*Material for this exercise*:
>>>

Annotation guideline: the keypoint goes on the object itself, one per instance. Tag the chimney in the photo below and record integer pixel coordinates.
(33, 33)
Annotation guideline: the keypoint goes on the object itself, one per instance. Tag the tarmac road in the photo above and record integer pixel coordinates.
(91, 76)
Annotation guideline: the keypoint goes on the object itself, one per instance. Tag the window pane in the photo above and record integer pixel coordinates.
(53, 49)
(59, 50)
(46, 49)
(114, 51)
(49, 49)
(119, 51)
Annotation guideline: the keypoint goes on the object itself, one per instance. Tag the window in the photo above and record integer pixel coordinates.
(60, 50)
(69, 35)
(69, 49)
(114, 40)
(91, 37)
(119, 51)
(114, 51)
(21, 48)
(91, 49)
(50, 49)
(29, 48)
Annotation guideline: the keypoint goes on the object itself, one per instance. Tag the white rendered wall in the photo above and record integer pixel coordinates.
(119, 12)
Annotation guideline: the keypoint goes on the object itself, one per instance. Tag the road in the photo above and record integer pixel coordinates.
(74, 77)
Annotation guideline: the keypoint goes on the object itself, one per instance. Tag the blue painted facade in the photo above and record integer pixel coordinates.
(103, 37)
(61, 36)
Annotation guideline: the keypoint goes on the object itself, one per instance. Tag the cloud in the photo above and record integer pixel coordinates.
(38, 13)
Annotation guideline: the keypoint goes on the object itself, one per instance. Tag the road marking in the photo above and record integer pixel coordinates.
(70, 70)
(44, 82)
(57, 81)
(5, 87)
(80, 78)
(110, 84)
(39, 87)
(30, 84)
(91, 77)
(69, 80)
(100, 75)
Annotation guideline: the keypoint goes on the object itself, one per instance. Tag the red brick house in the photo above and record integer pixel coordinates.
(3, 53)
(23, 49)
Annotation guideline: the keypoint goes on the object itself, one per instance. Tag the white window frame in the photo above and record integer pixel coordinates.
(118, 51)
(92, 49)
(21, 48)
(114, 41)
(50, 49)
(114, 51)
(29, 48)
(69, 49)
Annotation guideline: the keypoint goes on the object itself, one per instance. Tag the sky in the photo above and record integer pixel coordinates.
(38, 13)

<<<

Rewrite every one of the rows above, swapping "integer pixel coordinates" for "whole-number pixel coordinates" wherever it occurs and leaving everything else unchanged.

*Solved exercise*:
Annotation guideline: the keypoint goes on the object itself, one per instance. Tag the chimney in the photo below and record whole-number pixel coordinates.
(33, 33)
Annotation guideline: the keypoint goes on the object itself, one per instance. Tag the tarmac road in the photo above and record whole-number pixel coordinates.
(91, 76)
Annotation guideline: the keypoint goes on the object itself, one per instance. Tag the window pane in the photo above and record whole-number pixel coordinates.
(53, 49)
(59, 50)
(46, 49)
(114, 51)
(49, 49)
(119, 51)
Annotation guideline: the keypoint goes on the object itself, one per instance. Tag the window in the photo above and record whole-number pixel coordinates.
(60, 50)
(69, 35)
(69, 49)
(114, 40)
(91, 37)
(119, 51)
(114, 51)
(21, 48)
(91, 49)
(50, 49)
(29, 48)
Annotation guideline: the keypoint goes on the object itself, one per instance. Tag the white rendered wall in the photo above and record whole-number pixel coordinates.
(119, 12)
Annotation guideline: the keypoint goes on the object itself, one per instance. Tag the road in the photo above and record whole-number pixel coordinates.
(74, 77)
Annotation guideline: the keypoint goes on the object itself, one per instance. Tag the blue painted facade in the photo above and record whole-number pixel coordinates.
(103, 37)
(61, 36)
Annotation guideline: the keypoint goes on the object itself, one per instance. Tag the cloud in the photo above and record whole-number pixel coordinates.
(38, 13)
Annotation guideline: the keypoint goes on the object itself, one per instance. Tag the road marking in the photo above and record whole-number pixel coordinates.
(70, 70)
(44, 82)
(57, 81)
(5, 87)
(80, 78)
(110, 84)
(39, 87)
(30, 84)
(91, 77)
(69, 80)
(100, 75)
Annotation guideline: the keypoint goes on the object itself, one per instance. Tag the red brick house in the photo above and record whole-number pixel coordinates.
(3, 53)
(23, 49)
Annotation guideline: the keypoint goes on the object itself, one per instance. Tag the white window frame in the photo above and record whole-number pixel coordinates.
(118, 51)
(92, 49)
(21, 48)
(114, 41)
(50, 49)
(114, 51)
(29, 48)
(69, 49)
Annotation guideline: the keypoint goes on the object itself, one per instance. Tag the sky in the photo above and record whole-number pixel coordinates.
(38, 13)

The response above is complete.